Rows from a dataset
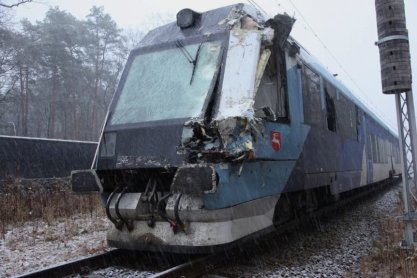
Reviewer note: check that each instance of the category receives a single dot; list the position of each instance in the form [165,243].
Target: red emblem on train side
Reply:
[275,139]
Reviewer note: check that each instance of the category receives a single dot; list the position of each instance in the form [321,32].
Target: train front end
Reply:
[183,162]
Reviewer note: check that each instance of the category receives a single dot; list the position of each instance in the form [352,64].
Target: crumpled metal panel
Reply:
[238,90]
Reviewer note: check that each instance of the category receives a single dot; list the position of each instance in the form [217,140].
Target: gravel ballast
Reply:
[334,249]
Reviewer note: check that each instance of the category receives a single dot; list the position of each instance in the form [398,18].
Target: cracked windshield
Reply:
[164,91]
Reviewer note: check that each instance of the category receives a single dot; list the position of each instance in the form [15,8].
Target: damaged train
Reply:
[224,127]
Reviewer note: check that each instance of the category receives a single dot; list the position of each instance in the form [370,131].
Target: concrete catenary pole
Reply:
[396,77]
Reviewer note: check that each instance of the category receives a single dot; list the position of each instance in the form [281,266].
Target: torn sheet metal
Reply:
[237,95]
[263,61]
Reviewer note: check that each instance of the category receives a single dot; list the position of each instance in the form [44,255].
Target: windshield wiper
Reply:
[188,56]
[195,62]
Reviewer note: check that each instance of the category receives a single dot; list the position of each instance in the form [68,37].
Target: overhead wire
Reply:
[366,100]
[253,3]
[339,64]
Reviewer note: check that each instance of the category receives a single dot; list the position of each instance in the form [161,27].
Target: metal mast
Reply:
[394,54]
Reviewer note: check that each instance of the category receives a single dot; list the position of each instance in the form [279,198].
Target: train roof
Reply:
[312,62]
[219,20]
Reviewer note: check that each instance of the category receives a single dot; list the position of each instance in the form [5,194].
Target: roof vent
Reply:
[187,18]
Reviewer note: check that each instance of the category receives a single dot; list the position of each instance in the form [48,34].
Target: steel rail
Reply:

Exercise directions
Beginning with the line that contains "the form [68,37].", repeat every line through the end of the records and nothing more.

Response to this exercise
Reviewer note: check that each instance of the category receives a single dot; list the position of each instance in the form [68,37].
Target: overhead wire
Reply:
[366,100]
[253,3]
[339,64]
Reviewer note: check that each instance of the category receives a single dot; list the position of each instance in the form [161,27].
Target: metal mast
Reply:
[394,54]
Reviewer note: check that each instance of the category receives a single dot; list the position of each instance in the form [279,198].
Target: train roof
Reply:
[312,62]
[219,20]
Reviewer note: check that each instance of the category receives a single dot; list the position of each instance in the form [5,194].
Target: roof vent
Reply:
[187,18]
Reviewer note: check that each instance of the category receives a single dot; list the position of each instance in the form [48,34].
Target: steel rail
Reply:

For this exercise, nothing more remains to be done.